** Begin GIVEN ENTRIES **

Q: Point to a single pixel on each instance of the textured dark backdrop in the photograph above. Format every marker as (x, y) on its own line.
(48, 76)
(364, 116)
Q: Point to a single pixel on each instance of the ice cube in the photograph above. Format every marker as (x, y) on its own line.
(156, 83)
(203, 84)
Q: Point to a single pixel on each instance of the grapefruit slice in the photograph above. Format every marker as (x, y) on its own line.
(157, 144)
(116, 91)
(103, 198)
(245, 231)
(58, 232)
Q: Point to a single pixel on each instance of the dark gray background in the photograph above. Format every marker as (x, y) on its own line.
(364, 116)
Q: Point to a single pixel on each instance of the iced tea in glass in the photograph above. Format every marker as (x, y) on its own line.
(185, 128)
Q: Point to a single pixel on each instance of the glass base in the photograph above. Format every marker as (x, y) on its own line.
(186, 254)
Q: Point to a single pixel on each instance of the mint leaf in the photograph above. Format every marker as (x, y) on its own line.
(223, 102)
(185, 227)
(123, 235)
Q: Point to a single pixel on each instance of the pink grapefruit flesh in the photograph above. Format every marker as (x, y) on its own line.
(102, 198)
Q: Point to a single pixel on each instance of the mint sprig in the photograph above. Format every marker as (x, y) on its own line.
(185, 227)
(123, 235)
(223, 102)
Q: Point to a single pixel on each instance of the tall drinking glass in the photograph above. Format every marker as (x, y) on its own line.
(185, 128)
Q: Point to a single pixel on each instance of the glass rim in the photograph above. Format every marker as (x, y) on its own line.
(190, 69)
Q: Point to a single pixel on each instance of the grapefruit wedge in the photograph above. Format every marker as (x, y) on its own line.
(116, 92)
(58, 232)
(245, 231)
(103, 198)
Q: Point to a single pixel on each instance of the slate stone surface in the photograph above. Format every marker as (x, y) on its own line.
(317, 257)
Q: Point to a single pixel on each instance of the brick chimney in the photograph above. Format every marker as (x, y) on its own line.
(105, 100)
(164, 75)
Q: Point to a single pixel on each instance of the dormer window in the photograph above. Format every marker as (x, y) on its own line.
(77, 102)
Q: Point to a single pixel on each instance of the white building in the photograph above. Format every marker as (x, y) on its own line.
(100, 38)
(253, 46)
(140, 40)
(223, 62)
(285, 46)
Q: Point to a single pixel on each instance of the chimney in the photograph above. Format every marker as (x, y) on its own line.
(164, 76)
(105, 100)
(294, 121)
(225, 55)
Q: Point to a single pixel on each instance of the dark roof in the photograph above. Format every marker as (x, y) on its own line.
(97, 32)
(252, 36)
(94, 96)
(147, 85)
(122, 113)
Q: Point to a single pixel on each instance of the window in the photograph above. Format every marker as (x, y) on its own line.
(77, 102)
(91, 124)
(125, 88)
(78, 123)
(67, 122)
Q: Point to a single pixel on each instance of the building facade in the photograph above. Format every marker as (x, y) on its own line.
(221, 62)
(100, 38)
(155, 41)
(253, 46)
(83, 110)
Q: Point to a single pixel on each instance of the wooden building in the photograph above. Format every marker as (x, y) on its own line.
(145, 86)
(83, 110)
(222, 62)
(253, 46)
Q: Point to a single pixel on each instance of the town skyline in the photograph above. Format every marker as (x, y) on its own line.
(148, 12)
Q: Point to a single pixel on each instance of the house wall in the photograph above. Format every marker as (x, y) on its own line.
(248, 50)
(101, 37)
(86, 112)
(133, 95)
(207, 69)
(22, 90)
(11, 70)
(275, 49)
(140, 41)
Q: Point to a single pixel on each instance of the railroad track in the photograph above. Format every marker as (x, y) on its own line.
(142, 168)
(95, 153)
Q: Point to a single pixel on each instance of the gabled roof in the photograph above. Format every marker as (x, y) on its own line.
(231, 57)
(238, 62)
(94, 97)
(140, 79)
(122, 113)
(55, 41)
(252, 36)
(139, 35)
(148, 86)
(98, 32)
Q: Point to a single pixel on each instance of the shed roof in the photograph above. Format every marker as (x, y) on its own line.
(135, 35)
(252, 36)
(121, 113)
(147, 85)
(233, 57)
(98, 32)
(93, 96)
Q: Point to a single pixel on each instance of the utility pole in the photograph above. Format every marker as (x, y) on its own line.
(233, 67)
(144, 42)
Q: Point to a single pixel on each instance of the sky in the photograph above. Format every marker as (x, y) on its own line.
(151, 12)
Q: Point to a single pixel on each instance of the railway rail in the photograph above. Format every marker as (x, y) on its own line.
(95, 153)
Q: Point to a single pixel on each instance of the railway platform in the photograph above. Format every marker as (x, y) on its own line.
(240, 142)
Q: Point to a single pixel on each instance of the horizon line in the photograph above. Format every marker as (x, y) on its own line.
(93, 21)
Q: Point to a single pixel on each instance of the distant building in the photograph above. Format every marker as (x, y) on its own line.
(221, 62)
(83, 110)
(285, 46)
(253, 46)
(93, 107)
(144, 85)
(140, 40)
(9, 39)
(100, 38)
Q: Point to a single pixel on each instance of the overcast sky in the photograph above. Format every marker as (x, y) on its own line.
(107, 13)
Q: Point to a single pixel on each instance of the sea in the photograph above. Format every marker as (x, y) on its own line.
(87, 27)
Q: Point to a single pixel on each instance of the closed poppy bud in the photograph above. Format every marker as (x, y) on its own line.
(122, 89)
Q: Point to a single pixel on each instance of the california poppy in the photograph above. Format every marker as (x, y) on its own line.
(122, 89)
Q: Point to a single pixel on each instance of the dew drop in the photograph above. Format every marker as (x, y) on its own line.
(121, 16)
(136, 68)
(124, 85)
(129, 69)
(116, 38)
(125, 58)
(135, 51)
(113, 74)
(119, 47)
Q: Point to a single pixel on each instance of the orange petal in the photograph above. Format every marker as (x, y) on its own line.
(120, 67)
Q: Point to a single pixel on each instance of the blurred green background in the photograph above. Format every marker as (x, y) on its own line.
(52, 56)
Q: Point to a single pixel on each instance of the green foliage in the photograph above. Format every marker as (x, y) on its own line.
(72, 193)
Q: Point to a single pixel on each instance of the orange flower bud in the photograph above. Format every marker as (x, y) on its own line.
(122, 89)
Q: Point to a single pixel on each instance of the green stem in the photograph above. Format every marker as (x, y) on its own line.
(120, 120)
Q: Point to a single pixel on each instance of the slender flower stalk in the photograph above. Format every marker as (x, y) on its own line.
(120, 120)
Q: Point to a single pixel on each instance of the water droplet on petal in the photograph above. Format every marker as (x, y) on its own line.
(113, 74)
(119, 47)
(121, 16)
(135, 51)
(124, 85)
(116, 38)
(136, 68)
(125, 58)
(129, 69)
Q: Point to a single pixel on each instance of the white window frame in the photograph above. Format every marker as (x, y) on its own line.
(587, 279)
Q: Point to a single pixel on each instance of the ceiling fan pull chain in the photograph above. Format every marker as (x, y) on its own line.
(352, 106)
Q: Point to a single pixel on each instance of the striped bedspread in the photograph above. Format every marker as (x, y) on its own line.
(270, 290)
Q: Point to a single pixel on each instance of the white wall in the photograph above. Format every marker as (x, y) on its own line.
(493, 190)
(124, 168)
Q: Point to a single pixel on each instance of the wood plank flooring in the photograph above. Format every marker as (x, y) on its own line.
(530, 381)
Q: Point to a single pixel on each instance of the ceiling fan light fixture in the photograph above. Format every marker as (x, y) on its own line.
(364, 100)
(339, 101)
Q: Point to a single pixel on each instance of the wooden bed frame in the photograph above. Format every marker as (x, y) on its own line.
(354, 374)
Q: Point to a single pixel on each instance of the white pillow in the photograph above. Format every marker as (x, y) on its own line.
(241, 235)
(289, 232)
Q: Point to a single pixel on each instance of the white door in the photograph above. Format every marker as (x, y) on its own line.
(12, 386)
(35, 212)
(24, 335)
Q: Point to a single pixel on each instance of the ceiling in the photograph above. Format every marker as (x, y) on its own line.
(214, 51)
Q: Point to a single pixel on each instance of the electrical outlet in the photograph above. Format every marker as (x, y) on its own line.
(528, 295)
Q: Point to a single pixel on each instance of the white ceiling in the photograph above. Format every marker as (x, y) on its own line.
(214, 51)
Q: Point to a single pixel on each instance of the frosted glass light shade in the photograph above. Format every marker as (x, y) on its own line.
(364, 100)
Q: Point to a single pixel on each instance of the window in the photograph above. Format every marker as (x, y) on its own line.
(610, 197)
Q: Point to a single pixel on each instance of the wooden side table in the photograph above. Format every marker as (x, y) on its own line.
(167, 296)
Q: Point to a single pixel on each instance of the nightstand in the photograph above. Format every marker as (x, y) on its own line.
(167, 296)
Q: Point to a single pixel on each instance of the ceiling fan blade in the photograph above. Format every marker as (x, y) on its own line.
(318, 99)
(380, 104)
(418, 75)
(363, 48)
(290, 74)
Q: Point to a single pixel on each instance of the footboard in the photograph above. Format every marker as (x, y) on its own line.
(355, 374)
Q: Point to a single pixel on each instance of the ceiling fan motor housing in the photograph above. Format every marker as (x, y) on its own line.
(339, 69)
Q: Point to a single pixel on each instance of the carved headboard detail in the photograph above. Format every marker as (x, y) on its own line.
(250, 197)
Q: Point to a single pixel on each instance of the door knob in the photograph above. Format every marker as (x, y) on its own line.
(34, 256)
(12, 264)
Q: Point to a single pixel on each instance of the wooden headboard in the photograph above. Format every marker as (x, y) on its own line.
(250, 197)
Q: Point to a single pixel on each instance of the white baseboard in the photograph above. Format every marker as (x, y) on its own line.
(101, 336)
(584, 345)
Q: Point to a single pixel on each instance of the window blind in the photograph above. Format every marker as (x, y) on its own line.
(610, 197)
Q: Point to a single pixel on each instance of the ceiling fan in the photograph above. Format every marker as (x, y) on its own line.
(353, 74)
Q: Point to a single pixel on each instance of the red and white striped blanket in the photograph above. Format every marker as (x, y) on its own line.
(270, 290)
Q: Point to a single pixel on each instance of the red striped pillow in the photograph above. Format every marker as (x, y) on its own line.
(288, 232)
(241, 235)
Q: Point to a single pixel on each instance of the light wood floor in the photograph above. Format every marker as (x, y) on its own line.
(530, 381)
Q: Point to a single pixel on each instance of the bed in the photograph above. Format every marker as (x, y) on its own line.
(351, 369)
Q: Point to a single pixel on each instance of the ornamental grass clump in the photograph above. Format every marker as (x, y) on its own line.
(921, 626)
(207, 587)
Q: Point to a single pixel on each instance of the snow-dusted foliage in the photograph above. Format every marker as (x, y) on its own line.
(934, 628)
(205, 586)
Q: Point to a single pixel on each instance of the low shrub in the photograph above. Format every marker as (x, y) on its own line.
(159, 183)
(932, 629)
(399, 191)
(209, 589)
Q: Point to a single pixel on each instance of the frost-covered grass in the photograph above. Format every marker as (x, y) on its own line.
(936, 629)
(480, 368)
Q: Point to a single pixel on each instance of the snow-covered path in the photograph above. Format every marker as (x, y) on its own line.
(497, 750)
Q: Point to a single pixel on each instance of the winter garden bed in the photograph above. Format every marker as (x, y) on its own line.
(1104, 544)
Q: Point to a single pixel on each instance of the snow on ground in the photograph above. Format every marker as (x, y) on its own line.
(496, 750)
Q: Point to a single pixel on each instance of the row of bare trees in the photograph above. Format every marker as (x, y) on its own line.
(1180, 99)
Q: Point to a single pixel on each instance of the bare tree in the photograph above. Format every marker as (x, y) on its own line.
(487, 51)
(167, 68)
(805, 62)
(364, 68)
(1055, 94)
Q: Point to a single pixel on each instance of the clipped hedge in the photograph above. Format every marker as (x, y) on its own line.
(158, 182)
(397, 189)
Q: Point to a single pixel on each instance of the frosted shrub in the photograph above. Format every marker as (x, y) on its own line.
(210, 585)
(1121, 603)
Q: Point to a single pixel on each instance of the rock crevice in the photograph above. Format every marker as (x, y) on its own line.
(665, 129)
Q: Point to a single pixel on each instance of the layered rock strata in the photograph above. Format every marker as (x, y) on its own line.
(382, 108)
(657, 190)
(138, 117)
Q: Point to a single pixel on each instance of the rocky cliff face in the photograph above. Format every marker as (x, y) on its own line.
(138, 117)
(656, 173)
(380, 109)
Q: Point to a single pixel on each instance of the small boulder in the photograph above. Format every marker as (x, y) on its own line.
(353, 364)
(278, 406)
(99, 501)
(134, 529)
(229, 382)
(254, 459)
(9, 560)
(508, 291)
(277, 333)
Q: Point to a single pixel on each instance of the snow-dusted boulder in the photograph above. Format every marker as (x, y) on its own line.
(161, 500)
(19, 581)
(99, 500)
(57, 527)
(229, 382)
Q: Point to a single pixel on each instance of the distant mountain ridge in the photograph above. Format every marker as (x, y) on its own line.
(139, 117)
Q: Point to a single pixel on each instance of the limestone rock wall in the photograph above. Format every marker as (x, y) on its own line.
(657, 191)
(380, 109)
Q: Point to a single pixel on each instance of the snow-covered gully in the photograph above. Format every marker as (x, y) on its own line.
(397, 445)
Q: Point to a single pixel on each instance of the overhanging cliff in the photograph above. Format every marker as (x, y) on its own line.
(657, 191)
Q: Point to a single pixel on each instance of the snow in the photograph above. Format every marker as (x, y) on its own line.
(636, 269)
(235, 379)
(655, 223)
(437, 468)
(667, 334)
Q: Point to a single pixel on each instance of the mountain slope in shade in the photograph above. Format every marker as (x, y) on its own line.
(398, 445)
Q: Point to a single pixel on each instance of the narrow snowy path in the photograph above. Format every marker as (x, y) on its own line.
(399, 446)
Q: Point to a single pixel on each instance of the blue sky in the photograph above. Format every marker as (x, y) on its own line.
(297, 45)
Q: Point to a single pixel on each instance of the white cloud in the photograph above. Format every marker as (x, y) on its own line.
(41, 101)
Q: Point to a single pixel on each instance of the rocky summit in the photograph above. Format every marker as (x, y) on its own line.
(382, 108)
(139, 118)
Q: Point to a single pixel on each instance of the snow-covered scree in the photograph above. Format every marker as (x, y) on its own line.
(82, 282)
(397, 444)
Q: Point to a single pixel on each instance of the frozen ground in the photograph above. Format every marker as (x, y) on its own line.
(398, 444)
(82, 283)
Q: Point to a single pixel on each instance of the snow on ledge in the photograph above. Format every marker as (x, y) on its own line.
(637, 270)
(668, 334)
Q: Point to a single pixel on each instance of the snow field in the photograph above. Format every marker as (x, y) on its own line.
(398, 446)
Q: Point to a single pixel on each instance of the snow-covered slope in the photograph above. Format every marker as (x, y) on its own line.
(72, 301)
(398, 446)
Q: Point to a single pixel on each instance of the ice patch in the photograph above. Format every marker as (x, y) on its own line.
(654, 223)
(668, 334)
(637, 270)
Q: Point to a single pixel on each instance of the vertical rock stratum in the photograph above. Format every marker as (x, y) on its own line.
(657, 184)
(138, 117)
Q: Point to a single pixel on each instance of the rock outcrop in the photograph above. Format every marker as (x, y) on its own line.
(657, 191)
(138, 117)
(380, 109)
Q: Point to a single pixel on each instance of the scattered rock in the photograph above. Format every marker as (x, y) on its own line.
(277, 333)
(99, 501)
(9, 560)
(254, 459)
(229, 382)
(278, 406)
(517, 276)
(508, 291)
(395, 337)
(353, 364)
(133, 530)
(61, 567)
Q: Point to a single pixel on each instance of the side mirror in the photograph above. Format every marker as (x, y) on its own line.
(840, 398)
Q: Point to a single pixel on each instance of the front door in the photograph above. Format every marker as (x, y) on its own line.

** End GIVEN ENTRIES **

TASK DESCRIPTION → From the line that contains "of the scattered" to the last line of the material above, repeat every line exactly, keeping both the first and the last.

EXERCISE SOLUTION →
Q: Point to a single pixel on each instance of the scattered rock in the photograph above. Format every marker as (x, y) on its own line.
(277, 333)
(99, 501)
(9, 560)
(254, 459)
(229, 382)
(278, 406)
(517, 276)
(508, 291)
(395, 337)
(353, 364)
(133, 530)
(61, 567)
Q: Point to a single pixel on each instance of the side mirror in the photograph above. Format every marker as (x, y) on its own line.
(840, 398)
Q: Point to a single pixel on each instance of the front door in the photograph above. Format every marker as (x, y) on its own line.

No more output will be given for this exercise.